THE TASK: Repeat the listing below exactly.

INPUT DATA:

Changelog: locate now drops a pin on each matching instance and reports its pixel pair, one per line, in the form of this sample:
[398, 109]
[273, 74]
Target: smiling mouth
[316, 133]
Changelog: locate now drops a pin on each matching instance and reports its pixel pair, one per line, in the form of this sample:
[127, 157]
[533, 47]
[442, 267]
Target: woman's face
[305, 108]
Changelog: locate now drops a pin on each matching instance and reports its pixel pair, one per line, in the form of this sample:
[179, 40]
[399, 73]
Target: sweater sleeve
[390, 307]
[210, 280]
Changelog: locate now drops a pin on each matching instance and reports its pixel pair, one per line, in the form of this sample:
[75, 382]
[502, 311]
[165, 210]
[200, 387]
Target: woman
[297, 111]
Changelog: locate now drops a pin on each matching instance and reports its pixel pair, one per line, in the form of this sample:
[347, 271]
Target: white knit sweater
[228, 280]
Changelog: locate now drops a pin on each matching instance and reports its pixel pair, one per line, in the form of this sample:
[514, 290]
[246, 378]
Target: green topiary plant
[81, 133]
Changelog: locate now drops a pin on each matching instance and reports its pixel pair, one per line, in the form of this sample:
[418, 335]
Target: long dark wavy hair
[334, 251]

FINISHED EXERCISE:
Changelog: locate now drops a pin on each matching instance and reports its pixel pair, one per line, in the form of this sample:
[398, 109]
[273, 74]
Target: smiling mouth
[316, 133]
Changelog: locate now drops a pin on each matching instance and reports its pixel pair, one per line, in the form of this sample:
[127, 157]
[533, 47]
[442, 267]
Target: woman's face
[305, 108]
Changelog: locate now drops a pin on each matching instance and reports its pixel pair, one per line, in the form of this sample:
[179, 40]
[399, 73]
Target: sweater sleeve
[390, 307]
[210, 280]
Changelog: locate now drops a pin on each matching instance and reports its pixel pair, one per line, in the form of this sample:
[75, 382]
[502, 311]
[165, 210]
[200, 387]
Target: woman
[297, 111]
Changelog: locate now drops a pin on each matching instance and reports its pixel pair, one per line, in the form of this sample:
[347, 271]
Target: white knit sweater
[228, 280]
Changelog: locate now drops a pin on each matching instance and reports its pixel pair, one per line, in the form of this sample:
[514, 290]
[246, 378]
Target: green topiary plant
[81, 133]
Changelog: locate now drops a pin on each matching instance and reports its pixel pair, one per line, in the form of this sample:
[418, 335]
Target: long dark wavy hair
[334, 251]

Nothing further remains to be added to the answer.